▸ **REQUIRED ACTION A**
Decide whether each statement below agrees with the post about Bird at The Three Deuces, answering yes or no and quoting the words of the post that settle it: (i) The February 2, 2011 episode was Phil Schaap's 41st anniversary broadcast. (ii) The 3 Deuces stood on the north side of 52nd Street. (iii) Every photo in the post is by William Gottlieb.
▸ **REQUIRED ACTION B**
Write out the stretch of the post about Bird at The Three Deuces from "Next a somewhat" through "of doing things.", word for word.

▸ **EXERCISE PASSAGE**
+===+

Friday, April 8, 2011

Bird at The Three Deuces (1948)

Recently, the wonderful Phil Schaap has posted several more installments of his (almost) daily radio show, Bird Flight on WKCR, to his online radio pagehere. Now if you are a fan of Charlie Parker and you are not familiar with Phil, I cannot urge you strong enough to give him some ear time. There are few people on the face of this earth that are able to marry such enthusiasm and scholarly knowledge of The Great One (Bird, with apologies to Wayne Gretzky).

The episode in particular that has caught my attention is from February 2, 2011 - incidentally his 41st Anniversary broadcast. You can listen to it here. Do note that you can download these for private use. In fact, I strongly suggest dropping it on your iPod/iPhone and taking a long walk outside. But I digress...

The gist of this particular installment is the argument offered that in March of 1948, Charlie Parker was at the peak of his musical prowess and his combo at that time - Charlie Parker and The All Stars - were never to be bettered. Highly subjective of course. But Schaap not only provides aural evidence by way of the Dean Benedetti recordings of the combo recorded at The 3 Deuces in NYC on 52nd Street. On top of that he has the written testimony of combo member Miles Davis, plus first-hand recollections from both Lennie Tristano and Tal Farlow, both of whom played interval combos opposite Parker's headlining combo at The Deuces. Bird at the top of his game? Perhaps. Give it a listen and give it some thought.

Subjective opinions aside, the most is compelling. Bird is easily in one of his most fluid and energetic modes and the excitement is still palpable - in spite of the low fidelity of the recordings (or computer speakers for that matter).

Here are a few images I trawled to give Schaap's narration some visual reference...

First, here is 52nd Street, in color, courtesy of photographer William Gottlieb in 1947 or 1948. We are looking East towards 5th Avenue. The 3 Deuces is on the South side of the street on our right...


Next, here is a close-up of the Deuces during the very engagement in question...


Next a somewhat familiar but still beautiful shot of Bird in flight, again courtesy of Gottlieb, quite likely shot during the same 1948 engagement...


Low res, I know, but here is a fairly rare shot of the All Stars on stage at the club. Nice bow tie, Miles. In fact, notice how everyone is wearing light-toned suits...


And finally, here is a shot of The Bill Harris-Charlie Ventura combo included only to show everyone just how damn small that stage was at The Deuces. Wow! I will never complain about a lack of square footage on a gig again...


Note: Schaap's broadcast does include the entire set of recordings from the March 31, 1948 date in question. Just be patient, he will get to them. It's just Phil's way of doing things.

2 comments:

Marco Morello said...

Hello Nick, I'd like to use in my Facebook the photo of the 3 Deuces (a really nice historical shot). Do you know who is the photographer so I can quote him?

Nick Rossi said...

With the exception of the grainy shot of Parker's full group on stage at the club, all of the photos are by William Gottlieb. I was not able to find who the photo credit for the other picture.

+===+

▸ **PROVIDED RECORDS**
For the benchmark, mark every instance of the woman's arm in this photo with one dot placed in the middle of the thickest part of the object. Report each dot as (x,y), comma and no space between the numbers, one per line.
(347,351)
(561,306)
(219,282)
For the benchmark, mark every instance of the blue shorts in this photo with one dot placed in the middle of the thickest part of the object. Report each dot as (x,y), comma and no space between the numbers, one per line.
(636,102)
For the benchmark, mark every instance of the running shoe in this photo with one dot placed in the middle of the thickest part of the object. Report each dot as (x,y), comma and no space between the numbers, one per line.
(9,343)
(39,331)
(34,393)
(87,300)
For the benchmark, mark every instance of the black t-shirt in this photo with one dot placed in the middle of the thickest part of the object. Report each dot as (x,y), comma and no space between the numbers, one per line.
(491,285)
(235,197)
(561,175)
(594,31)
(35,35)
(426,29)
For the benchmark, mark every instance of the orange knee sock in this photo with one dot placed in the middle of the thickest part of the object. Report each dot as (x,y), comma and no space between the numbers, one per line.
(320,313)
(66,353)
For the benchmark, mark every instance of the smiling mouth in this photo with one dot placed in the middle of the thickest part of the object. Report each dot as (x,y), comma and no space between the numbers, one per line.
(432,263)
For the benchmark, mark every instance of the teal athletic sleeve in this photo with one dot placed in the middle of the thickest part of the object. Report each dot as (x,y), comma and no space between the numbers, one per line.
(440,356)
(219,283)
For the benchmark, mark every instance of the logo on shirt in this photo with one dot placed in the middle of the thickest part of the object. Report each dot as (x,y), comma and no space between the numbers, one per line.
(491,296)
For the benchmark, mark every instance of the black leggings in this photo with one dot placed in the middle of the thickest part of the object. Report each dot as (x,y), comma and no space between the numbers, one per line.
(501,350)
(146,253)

+===+

▸ **TASK RESULT A**
(i) Yes: "incidentally his 41st Anniversary broadcast"
(ii) No: "The 3 Deuces is on the South side of the street on our right"
(iii) No: "With the exception of the grainy shot of Parker's full group on stage at the club, all of the photos are by William Gottlieb."

▸ **TASK RESULT B**
Next a somewhat familiar but still beautiful shot of Bird in flight, again courtesy of Gottlieb, quite likely shot during the same 1948 engagement...


Low res, I know, but here is a fairly rare shot of the All Stars on stage at the club. Nice bow tie, Miles. In fact, notice how everyone is wearing light-toned suits...


And finally, here is a shot of The Bill Harris-Charlie Ventura combo included only to show everyone just how damn small that stage was at The Deuces. Wow! I will never complain about a lack of square footage on a gig again...


Note: Schaap's broadcast does include the entire set of recordings from the March 31, 1948 date in question. Just be patient, he will get to them. It's just Phil's way of doing things.